Arbeitsanweisung: Setzen Sie das Interview mit dem Krimiautor Horst Eckert an der Stelle fort, an der es endet.

"Die Schere im eigenen Kopf wäre fatal"

Krimiautor Horst Eckert im Interview

Horst Eckert gehört zu den profiliertesten Krimiautor*innen im deutschsprachigen Raum. Seine Bücher gehen dahin, wo es wehtut, persönlich und gesellschaftlich. Im Interview erzählt er, was ihm gegen die Corona-Blockade hilft, was ihn als Autor an der Pandemie interessiert, und was es braucht, damit Kultur – auch ohne Virus – nicht immer stromlinienförmiger wird.


Lieber Horst, zu Beginn des Lockdowns bekamen Autor*innen zu hören: „Okay, ihr könnt keine Lesungen mehr halten, dafür habt ihr jetzt ganz viel Zeit zum Schreiben.“ Oberflächlich betrachtet, stimmt das vielleicht. Doch viele Kolleg*innen berichten, dass die Pandemie ihre Kreativität über Wochen oder gar Monate blockiert habe. Wie ist es dir damit gegangen?

[Gespeicherte Einträge]
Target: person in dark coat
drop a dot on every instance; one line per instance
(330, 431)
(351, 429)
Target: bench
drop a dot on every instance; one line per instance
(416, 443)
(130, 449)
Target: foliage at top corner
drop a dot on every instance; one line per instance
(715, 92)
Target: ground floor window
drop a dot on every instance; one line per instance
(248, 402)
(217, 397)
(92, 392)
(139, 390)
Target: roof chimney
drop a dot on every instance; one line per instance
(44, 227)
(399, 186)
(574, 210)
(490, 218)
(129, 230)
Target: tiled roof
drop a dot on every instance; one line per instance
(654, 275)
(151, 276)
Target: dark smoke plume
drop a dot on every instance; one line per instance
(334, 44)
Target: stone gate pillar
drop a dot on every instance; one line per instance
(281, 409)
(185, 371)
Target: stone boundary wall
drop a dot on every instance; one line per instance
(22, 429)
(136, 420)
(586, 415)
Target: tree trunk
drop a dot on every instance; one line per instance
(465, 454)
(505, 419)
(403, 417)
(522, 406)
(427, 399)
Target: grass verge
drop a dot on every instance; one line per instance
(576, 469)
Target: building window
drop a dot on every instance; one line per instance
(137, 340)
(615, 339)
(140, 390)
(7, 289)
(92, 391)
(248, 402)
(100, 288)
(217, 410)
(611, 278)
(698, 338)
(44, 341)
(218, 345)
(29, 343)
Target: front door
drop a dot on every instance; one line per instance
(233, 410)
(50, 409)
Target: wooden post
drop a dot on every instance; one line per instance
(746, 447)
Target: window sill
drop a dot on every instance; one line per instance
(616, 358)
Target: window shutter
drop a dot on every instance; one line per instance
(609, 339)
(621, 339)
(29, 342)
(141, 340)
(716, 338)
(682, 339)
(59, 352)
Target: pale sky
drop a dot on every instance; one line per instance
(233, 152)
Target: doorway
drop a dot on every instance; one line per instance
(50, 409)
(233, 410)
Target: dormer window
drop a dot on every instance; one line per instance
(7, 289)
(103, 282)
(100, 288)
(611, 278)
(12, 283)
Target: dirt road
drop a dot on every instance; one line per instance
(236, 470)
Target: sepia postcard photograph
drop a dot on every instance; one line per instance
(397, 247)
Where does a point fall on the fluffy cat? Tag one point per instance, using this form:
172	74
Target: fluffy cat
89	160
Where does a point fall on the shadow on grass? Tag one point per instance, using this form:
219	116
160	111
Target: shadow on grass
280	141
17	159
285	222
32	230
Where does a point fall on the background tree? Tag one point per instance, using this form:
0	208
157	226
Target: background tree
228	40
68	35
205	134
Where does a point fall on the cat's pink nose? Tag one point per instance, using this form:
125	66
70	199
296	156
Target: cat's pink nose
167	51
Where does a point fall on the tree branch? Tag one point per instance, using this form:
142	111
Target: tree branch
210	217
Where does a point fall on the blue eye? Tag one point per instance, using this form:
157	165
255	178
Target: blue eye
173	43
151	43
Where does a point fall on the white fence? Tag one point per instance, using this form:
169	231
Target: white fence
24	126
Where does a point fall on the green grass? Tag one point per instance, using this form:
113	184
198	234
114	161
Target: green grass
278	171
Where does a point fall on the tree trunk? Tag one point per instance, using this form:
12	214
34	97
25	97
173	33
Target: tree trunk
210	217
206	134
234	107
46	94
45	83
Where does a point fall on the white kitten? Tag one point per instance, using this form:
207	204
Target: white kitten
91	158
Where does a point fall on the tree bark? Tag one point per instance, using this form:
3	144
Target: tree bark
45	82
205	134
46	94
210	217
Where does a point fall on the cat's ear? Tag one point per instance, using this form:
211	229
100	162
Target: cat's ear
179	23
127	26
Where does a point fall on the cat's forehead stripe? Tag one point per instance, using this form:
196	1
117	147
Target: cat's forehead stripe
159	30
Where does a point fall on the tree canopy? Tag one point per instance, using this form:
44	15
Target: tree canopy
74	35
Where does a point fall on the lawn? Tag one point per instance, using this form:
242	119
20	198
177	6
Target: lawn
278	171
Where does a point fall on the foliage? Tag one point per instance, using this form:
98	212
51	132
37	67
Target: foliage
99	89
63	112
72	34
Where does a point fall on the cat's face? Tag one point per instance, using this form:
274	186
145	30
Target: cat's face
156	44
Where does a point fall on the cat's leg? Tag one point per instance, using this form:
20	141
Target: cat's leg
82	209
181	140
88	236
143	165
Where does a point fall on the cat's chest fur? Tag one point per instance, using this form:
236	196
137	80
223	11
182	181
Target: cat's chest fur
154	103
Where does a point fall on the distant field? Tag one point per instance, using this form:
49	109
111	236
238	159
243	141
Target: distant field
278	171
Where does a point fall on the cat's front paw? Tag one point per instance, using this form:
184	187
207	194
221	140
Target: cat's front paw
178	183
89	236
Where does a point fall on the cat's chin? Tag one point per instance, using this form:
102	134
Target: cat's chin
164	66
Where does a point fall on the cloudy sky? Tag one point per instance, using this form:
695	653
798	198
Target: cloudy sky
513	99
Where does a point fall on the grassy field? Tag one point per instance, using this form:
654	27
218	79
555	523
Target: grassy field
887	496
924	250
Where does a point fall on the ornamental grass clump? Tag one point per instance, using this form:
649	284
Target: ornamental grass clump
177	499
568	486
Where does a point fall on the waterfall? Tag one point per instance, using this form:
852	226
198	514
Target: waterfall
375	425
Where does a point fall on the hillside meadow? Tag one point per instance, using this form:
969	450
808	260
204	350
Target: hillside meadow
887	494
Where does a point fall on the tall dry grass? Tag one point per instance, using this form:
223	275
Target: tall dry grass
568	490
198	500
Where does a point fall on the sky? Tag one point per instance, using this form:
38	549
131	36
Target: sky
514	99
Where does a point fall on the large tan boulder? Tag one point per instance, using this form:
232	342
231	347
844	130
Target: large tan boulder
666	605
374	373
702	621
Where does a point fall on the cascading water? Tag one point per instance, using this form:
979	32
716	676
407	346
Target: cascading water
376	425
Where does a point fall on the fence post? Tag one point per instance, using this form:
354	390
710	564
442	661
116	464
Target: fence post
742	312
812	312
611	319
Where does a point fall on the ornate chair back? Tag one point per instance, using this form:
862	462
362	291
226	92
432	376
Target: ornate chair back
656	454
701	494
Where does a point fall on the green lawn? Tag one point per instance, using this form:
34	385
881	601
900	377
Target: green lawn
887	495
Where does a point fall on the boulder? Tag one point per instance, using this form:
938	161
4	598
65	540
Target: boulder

Antwort:
Horst Eckert: Ich war wochenlang wie gelähmt. Mein neuer Thriller war gerade erschienen und lief drei Tage lang so gut, dass der Verlag in die dritte Auflage ging, dann schlossen die Buchhandlungen. Ich hatte allein für das Frühjahr gut vierzig Lesungen vereinbart und war nun damit beschäftigt, wenigstens einen Teil in den Herbst zu retten. Es war die Zeit, in der ich das Joggen und Radfahren entdeckte. Immerhin war das Wetter schön. Später konnte ich zum Glück alles nachholen und schrieb und schrieb.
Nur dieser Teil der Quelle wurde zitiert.